## WHAT IS NEEDED
Down to the last line, repeat the data below exactly.

## DATA TO USE
────────

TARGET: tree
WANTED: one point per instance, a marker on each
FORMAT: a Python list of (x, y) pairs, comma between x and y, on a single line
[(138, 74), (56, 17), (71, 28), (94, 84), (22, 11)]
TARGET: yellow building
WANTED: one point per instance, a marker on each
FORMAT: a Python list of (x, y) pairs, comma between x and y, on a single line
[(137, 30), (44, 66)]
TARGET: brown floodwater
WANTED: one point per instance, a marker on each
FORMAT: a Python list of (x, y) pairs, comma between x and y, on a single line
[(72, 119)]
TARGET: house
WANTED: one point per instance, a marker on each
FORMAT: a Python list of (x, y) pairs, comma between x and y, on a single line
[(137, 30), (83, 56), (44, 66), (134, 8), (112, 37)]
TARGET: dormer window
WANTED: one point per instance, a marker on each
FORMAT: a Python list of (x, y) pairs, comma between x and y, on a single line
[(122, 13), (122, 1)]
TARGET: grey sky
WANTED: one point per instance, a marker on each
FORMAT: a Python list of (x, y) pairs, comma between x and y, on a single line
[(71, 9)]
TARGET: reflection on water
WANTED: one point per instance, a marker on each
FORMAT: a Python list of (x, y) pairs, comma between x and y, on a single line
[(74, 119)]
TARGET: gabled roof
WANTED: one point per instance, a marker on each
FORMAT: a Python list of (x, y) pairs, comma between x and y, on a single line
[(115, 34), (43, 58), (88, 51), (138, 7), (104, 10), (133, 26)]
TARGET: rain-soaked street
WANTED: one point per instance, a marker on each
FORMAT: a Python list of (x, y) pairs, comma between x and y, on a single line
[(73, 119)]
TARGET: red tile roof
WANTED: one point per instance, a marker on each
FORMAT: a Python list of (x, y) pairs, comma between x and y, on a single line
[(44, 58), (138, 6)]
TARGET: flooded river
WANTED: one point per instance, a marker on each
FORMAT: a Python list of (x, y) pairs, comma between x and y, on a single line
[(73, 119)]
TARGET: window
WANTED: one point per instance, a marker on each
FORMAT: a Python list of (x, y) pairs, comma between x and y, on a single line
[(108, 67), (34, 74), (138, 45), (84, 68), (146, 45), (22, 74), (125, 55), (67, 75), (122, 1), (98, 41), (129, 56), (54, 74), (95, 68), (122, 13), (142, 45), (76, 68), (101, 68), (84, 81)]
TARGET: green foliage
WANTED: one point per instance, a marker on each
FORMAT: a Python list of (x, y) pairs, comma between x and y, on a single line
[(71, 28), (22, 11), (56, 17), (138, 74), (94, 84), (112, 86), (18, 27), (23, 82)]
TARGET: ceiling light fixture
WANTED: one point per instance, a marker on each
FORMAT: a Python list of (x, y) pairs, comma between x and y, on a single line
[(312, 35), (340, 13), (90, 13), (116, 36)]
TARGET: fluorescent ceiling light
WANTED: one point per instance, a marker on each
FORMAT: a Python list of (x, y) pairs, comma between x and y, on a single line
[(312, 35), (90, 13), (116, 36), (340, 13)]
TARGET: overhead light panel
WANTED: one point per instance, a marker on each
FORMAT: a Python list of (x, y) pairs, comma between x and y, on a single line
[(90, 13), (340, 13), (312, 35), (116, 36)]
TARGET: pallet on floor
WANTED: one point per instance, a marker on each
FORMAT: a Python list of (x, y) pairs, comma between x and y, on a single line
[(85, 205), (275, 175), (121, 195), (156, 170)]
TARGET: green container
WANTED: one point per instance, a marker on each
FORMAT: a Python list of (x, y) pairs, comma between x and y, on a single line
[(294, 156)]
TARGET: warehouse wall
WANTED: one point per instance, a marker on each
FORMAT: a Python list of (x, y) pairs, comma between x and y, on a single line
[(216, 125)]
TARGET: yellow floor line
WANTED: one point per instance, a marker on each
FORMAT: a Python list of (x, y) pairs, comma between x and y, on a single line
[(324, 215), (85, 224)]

────────

## FINISHED TASK
TARGET: tree
WANTED: one point per instance, a marker on each
FORMAT: a Python list of (x, y) pairs, comma between x and y, on a single line
[(138, 74), (56, 17), (71, 28), (94, 84), (22, 11)]
TARGET: yellow building
WANTED: one point per instance, a marker on each
FORMAT: a Python list of (x, y) pairs, comma between x and y, on a single line
[(137, 30), (44, 66)]
TARGET: brown floodwater
WANTED: one point per instance, a marker on each
FORMAT: a Python list of (x, y) pairs, comma between x and y, on a single line
[(72, 119)]
TARGET: house
WANTED: one point per instance, a marker on each
FORMAT: a Python list of (x, y) pairs, comma between x and y, on a single line
[(137, 30), (83, 56), (44, 66), (134, 8), (112, 37)]
TARGET: dormer window
WANTED: one point per instance, a marker on each
FORMAT: a Python list of (x, y) pairs, comma between x and y, on a single line
[(122, 13), (122, 1)]
TARGET: grey sky
WANTED: one point per instance, a marker on each
FORMAT: a Python list of (x, y) pairs, comma between x and y, on a single line
[(71, 9)]
TARGET: reflection on water
WANTED: one point per instance, a marker on each
FORMAT: a Python list of (x, y) pairs, comma between x and y, on a single line
[(74, 119)]
TARGET: gabled roof
WANTED: one point per instance, a marker on each
FORMAT: a Python list of (x, y) pairs, comma between x and y, on a single line
[(115, 34), (43, 58), (88, 51), (138, 7), (104, 10), (133, 26)]
TARGET: rain-soaked street
WANTED: one point per instance, a marker on each
FORMAT: a Python list of (x, y) pairs, comma between x and y, on a single line
[(73, 119)]
TARGET: red tile roof
WANTED: one point per instance, a marker on each
FORMAT: a Python list of (x, y) pairs, comma between x and y, on a single line
[(44, 58), (138, 6)]
TARGET: flooded river
WANTED: one point per instance, a marker on each
FORMAT: a Python list of (x, y) pairs, comma between x and y, on a single line
[(73, 119)]
TARGET: window
WANTED: one point per instance, a marker on each
FORMAT: a Python list of (x, y) pairs, comma between x and y, on a single line
[(108, 67), (34, 74), (138, 45), (84, 68), (146, 45), (22, 74), (125, 55), (67, 75), (122, 1), (98, 41), (129, 56), (54, 74), (95, 68), (122, 13), (142, 45), (76, 68), (101, 68), (84, 81)]
TARGET: green foliage
WANTED: one point per instance, a marker on each
FORMAT: a Python list of (x, y) pairs, comma between x and y, on a single line
[(71, 28), (22, 11), (56, 17), (138, 74), (94, 84), (112, 86), (18, 27), (23, 82)]
TARGET: ceiling light fixture
WANTED: one point per instance, a marker on each
FORMAT: a Python list of (x, y) pairs, comma between x and y, on a single line
[(312, 35), (340, 13), (90, 13), (116, 36)]
TARGET: fluorescent ceiling light
WANTED: one point per instance, a marker on each
FORMAT: a Python list of (x, y) pairs, comma between x and y, on a single line
[(312, 35), (90, 13), (116, 36), (340, 13)]
TARGET: overhead light panel
WANTED: one point per instance, a marker on each
FORMAT: a Python list of (x, y) pairs, comma between x and y, on a single line
[(90, 13), (340, 13), (312, 35), (116, 36)]
TARGET: pallet on floor
WANTED: one point per instance, a marker on each
FORMAT: a Python list of (x, y) pairs, comma between x and y, on a single line
[(85, 205), (275, 175), (121, 195), (156, 170)]
TARGET: green container
WANTED: one point per instance, a marker on each
FORMAT: a Python list of (x, y) pairs, comma between x and y, on a single line
[(294, 156)]
TARGET: warehouse wall
WANTED: one point per instance, a marker on each
FORMAT: a Python list of (x, y) pairs, comma between x and y, on a single line
[(216, 125)]
TARGET: yellow floor line
WANTED: one point per instance, a marker on each
FORMAT: a Python list of (x, y) pairs, comma between x and y, on a single line
[(324, 215), (85, 224)]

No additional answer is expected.